- **Task description**
Return only the final portion of the entries: the line with "If you could mark the driveway" and every line after it, each one exact.

- **Listed records**
=====
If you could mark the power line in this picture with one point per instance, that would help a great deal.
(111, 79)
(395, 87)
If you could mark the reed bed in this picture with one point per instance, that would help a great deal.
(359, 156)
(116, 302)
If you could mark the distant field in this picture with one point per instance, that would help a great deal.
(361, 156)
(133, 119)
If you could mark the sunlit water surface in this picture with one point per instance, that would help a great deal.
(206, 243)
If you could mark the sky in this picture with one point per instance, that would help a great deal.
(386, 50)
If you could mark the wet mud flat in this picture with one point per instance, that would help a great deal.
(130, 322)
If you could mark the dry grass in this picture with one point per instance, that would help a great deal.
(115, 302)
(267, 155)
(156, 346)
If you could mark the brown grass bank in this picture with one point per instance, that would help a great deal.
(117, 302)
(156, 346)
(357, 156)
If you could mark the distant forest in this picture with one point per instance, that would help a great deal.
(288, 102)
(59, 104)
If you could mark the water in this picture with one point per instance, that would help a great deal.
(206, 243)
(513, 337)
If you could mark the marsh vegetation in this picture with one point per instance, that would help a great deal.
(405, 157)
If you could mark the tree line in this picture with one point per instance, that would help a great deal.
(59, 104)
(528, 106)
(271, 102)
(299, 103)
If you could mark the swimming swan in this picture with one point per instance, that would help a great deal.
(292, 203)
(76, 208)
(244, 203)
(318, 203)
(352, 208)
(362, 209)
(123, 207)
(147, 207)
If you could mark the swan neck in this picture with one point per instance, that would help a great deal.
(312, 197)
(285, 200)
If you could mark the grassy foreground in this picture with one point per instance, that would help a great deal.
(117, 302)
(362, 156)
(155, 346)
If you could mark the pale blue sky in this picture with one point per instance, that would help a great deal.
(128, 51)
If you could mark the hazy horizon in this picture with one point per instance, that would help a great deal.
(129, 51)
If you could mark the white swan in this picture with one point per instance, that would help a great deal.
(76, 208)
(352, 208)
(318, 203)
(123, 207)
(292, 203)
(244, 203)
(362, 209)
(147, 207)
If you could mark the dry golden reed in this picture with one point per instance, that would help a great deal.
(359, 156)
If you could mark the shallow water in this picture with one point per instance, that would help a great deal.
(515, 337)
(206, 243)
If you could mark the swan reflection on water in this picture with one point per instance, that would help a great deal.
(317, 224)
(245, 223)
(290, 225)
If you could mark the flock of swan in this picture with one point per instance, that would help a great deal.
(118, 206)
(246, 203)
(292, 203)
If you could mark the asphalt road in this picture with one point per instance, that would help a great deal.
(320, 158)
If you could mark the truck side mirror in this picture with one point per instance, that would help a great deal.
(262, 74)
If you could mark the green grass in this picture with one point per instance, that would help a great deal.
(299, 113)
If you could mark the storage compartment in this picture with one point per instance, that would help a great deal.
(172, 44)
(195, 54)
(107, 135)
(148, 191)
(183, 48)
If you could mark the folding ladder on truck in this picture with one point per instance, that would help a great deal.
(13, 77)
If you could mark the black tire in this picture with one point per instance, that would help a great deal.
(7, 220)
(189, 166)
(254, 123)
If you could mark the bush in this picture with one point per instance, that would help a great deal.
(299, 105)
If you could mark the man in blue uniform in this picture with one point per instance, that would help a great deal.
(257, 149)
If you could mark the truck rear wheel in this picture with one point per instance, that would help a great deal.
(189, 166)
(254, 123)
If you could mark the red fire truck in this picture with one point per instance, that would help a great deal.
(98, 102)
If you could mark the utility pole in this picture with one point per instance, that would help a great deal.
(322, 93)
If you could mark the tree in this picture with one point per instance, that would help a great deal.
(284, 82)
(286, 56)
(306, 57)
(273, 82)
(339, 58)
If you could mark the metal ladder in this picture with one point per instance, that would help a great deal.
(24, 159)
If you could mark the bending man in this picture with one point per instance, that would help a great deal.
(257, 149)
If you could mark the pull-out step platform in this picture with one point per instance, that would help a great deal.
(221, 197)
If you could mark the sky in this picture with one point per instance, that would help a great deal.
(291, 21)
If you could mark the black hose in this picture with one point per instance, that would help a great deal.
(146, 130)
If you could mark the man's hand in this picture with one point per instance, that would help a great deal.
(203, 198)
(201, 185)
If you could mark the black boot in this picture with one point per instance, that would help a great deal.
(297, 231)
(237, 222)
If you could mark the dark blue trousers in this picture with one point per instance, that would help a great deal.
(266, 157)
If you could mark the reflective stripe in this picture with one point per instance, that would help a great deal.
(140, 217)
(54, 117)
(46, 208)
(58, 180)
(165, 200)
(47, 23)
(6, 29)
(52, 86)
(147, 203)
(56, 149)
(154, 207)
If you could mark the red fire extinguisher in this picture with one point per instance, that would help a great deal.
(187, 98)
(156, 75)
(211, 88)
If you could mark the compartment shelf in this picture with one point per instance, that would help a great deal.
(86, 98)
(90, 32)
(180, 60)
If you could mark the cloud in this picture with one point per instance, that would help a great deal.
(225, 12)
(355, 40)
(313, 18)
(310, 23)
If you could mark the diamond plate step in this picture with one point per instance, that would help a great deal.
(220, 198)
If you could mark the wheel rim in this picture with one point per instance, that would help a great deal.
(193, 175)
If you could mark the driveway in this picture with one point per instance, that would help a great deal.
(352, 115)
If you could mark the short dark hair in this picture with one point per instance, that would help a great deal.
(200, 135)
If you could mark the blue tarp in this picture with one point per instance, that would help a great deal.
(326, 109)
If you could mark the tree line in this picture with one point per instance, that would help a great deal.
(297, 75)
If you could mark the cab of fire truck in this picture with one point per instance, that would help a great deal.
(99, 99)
=====
- **Solved exercise**
If you could mark the driveway in this picture with one point per instance, that would help a great deal.
(352, 115)
If you could mark the short dark hair in this picture with one point per instance, that would help a great deal.
(200, 135)
If you could mark the blue tarp in this picture with one point per instance, that would help a great deal.
(326, 109)
If you could mark the tree line in this picture with one point per instance, that would help a great deal.
(297, 75)
If you could mark the cab of fire truck in this picture with one point per instance, that would help a great deal.
(99, 99)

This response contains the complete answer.